▶ Objective
Format every line of the data below as a Markdown table with the columns Row and Line, numbering the rows in order and omitting any blank lines.
○ ○ ○ ○ ○ ○ ○
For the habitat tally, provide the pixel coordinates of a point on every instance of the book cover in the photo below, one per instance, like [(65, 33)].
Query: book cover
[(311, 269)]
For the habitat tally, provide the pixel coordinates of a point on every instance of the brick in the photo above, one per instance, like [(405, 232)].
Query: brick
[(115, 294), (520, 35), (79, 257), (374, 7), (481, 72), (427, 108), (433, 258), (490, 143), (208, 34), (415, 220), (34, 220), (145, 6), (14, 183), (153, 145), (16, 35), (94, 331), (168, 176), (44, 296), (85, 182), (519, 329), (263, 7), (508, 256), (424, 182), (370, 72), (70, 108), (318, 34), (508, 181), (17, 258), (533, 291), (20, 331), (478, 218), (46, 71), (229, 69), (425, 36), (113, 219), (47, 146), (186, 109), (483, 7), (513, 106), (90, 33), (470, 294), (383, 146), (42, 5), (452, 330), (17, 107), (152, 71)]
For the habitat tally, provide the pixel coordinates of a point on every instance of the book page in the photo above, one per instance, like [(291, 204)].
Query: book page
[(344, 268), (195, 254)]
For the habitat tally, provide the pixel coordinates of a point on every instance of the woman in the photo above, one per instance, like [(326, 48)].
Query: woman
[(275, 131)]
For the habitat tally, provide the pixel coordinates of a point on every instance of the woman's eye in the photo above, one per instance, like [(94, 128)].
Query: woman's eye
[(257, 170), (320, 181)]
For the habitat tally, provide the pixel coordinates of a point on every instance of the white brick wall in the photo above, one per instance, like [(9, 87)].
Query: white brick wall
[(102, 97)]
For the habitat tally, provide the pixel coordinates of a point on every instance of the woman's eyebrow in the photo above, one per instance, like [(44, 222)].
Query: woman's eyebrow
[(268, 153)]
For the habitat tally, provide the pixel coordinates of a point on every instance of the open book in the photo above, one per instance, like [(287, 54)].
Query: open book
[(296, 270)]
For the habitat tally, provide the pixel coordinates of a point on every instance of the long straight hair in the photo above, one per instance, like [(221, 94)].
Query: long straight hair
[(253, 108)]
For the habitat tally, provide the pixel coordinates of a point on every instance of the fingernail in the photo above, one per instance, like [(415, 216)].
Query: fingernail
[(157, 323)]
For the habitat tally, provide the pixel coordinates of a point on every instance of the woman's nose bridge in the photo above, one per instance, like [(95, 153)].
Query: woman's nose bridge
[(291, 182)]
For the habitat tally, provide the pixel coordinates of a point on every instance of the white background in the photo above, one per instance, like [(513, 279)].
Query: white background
○ ○ ○ ○ ○ ○ ○
▶ Result below
| Row | Line |
|---|---|
| 1 | For the habitat tally, provide the pixel coordinates of a point on every instance of the book cover in the photo below, one per instance, like [(65, 33)]. |
| 2 | Query: book cover |
| 3 | [(311, 269)] |
| 4 | For the habitat tally, provide the pixel coordinates of a point on every instance of the brick in the photo above, one per instance, like [(405, 232)]. |
| 5 | Query: brick |
| 6 | [(115, 294), (520, 35), (79, 257), (374, 7), (481, 72), (427, 108), (433, 258), (490, 143), (208, 34), (415, 220), (34, 220), (145, 6), (14, 183), (153, 145), (16, 35), (94, 331), (168, 176), (44, 296), (85, 182), (519, 329), (263, 7), (508, 256), (424, 182), (370, 72), (70, 108), (318, 34), (508, 181), (17, 258), (533, 291), (20, 331), (478, 218), (46, 71), (229, 69), (425, 36), (113, 219), (47, 146), (186, 109), (483, 7), (513, 106), (90, 33), (470, 294), (383, 146), (42, 5), (452, 330), (17, 107), (152, 71)] |
| 7 | For the habitat tally, provide the pixel coordinates of a point on every instance of the book page in the photo above, one per instance, like [(291, 204)]. |
| 8 | Query: book page |
| 9 | [(344, 268), (195, 254)] |
| 10 | For the habitat tally, provide the pixel coordinates of a point on every instance of the woman in the photo above, one per instance, like [(326, 48)]. |
| 11 | Query: woman |
| 12 | [(275, 131)] |
| 13 | For the habitat tally, provide the pixel coordinates of a point on every instance of the woman's eye in the photo above, one per instance, like [(94, 128)]. |
| 14 | Query: woman's eye |
| 15 | [(257, 170), (320, 181)] |
| 16 | For the habitat tally, provide the pixel coordinates of a point on every instance of the white brick wall in the photo above, one per instance, like [(9, 87)]. |
| 17 | Query: white brick wall |
| 18 | [(102, 97)] |
| 19 | For the habitat tally, provide the pixel coordinates of a point on every instance of the woman's eyebrow in the photo above, one per instance, like [(44, 222)]. |
| 20 | Query: woman's eyebrow |
| 21 | [(268, 153)] |
| 22 | For the habitat tally, provide the pixel coordinates of a point on every instance of the open book in the photo above, one per instance, like [(287, 54)]. |
| 23 | Query: open book |
| 24 | [(296, 270)] |
| 25 | For the habitat tally, provide the pixel coordinates of a point on every instance of the long straight hair in the photo above, one per instance, like [(221, 94)]. |
| 26 | Query: long straight hair |
| 27 | [(253, 108)] |
| 28 | For the habitat tally, provide the pixel coordinates of a point on every instance of the fingernail in the photo above, one per instance, like [(415, 216)]. |
| 29 | Query: fingernail |
| 30 | [(157, 323)] |
| 31 | For the habitat tally, provide the pixel coordinates of a point on every instance of the woman's nose bridge in the photo above, one per instance, like [(95, 153)]. |
| 32 | Query: woman's nose bridge |
| 33 | [(291, 182)] |
| 34 | For the habitat tally, provide the pixel coordinates of a point on every instance of the white background in the photo above, one per instance, like [(513, 279)]. |
| 35 | Query: white background |